== SELECTED PASSAGE ==
********************
Family Questions Police Shooting

From The Oregonian, August 23, 1994

Shortly before police shot and killed Janet Marilyn Smith on Sunday, the mentally ill young woman stood alone outside her apartment, screaming for help.

One hand clutched at her beloved gray Siamese cat named Blue. In the other, Smith held a 6-inch-long knife. And she was screaming, as if wounded, “Help me! Help me!”

But when a neighbor tried to help, the 28-year-old woman yelled at him to get away. She started walking toward the nearby Gresham Fred Meyer store where she would die.

Police said that the woman refused to put down the knife even after being sprayed with Pepper Mace and that they had no choice but to shoot her after she lunged at three officers.

Police said she was aggressive and threatening. Smith’s family said she was a small, scared woman desperately looking for help.

They said she was stalked by a former boyfriend and was becoming increasingly paranoid. In the past week she called friends and family members asking for help. She complained her medication made her sick and was treated at Providence Medical Center four times in the last 10 days.

“I can’t see why on Earth they had to shoot her,” said her cousin, Sheryl Matilton of St. Helens. “They could’ve handcuffed her, taken her to a hospital, hit her with a billy club, a stun gun, something to hurt her, but they didn’t have to shoot her.”

Police fielded angry calls from the public Monday asking the same questions. Sgt. David Lerwick, spokesman for the department, said the officers did what they were trained to do and didn’t have time to use any other method of defense.

Lerwick said police are not trained to wound their attacker but to “stop the threat, to stop the advance.”

“What if he missed? She was within five feet, not standing still, charging the officer,” Lerwick said.

“Your target is normally the center of mass,” Lerwick said. “You want to make sure when you fire your weapon the bullet strikes its intended target. On a person, that’s the torso.”

Lerwick refused to reveal the officer’s name until Tuesday, saying the officer needed time to recover. The officer, an experienced member of the force, is on administrative leave while the Multnomah County district attorney’s office investigates the shooting. The last time a Gresham police officer fatally shot someone was 10 years ago.

Police arrived at the Fred Meyer at 2497 E. Burnside Road shortly after 1 p.m. to find Smith sitting in an aisle, holding her cat and her knife. Three of the five police officers walked toward Smith, asking her to drop her knife. Instead, she stood up and walked toward them.

When she ignored the officers’ warnings to stop, the officers sprayed Pepper Mace in her eyes. One officer shot when she lunged at them.

An autopsy showed Smith died from blood loss due to two gunshot wounds to the chest.

Janet Smith’s relatives gathered Monday at the apartment she shared with her grandmother. The Siamese cat slept on an open phone book in the dimly lit living room. A bottle of Tums and a pack of cigarettes lay next to a glass cup full of matches emblazoned with the Fred Meyer logo.
********************
Stored data entries
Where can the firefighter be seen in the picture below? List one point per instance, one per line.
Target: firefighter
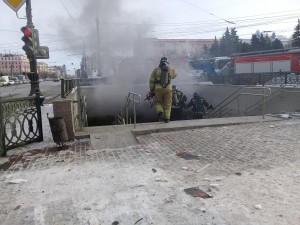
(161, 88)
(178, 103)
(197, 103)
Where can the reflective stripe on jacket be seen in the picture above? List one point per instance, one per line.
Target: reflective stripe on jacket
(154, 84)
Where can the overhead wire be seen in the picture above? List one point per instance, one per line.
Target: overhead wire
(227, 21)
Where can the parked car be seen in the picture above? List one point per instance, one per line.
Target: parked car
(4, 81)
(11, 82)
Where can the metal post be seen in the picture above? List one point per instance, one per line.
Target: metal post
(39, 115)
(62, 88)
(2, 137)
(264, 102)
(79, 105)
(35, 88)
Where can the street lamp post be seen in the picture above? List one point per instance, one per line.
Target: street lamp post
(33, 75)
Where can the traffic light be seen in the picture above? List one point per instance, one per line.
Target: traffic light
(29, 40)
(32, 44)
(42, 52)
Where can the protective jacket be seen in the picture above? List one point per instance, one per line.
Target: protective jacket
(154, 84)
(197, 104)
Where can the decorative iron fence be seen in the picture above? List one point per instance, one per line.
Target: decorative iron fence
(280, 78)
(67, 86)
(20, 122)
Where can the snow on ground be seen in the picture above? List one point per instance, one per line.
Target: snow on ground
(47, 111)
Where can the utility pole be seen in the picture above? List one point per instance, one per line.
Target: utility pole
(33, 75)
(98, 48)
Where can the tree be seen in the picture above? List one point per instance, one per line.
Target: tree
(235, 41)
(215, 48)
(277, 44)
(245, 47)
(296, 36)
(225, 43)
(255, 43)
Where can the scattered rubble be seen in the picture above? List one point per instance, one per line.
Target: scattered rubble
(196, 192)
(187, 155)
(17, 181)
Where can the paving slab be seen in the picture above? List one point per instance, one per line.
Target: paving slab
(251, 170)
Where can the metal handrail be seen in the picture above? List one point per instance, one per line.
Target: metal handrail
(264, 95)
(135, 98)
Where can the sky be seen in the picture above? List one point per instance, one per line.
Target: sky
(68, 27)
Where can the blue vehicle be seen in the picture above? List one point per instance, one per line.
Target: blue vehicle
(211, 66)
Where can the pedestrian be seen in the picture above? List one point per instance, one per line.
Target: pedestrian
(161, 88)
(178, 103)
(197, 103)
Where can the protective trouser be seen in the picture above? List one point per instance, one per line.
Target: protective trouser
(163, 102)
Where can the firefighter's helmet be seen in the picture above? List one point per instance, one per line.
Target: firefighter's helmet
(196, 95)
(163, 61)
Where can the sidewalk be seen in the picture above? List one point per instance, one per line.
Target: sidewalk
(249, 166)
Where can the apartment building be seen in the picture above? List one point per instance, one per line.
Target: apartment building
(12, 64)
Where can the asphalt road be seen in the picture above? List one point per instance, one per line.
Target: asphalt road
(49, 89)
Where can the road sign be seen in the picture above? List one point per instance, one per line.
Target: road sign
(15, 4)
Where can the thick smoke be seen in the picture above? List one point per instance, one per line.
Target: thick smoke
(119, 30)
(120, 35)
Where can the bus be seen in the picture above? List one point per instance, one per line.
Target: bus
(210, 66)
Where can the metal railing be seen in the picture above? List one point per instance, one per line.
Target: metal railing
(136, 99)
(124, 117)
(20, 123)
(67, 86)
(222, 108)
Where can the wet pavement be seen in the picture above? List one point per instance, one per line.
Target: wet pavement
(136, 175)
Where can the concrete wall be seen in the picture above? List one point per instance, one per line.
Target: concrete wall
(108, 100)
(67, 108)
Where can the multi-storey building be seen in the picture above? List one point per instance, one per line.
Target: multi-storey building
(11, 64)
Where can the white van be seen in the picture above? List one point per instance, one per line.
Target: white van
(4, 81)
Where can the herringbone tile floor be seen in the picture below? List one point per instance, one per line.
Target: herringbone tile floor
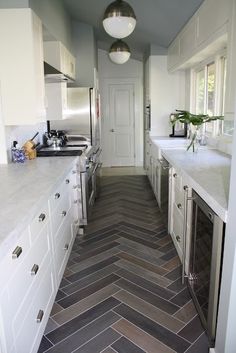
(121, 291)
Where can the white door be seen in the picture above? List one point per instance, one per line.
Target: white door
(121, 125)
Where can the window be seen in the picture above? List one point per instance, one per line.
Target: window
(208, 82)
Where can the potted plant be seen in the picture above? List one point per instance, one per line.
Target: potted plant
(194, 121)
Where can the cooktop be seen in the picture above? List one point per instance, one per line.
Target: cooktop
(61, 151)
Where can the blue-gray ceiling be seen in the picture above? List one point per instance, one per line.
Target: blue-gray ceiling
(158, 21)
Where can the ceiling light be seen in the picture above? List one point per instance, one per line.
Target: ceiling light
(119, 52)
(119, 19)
********************
== TASK GOAL ==
Answer these questions using the article on the Gresham police shooting:
1. What was the name of Smith's cat?
2. According to the autopsy, what caused Smith's death?
3. How long before this shooting had a Gresham police officer last fatally shot someone?

== RESULT ==
1. Blue
2. Blood loss due to two gunshot wounds to the chest
3. 10 years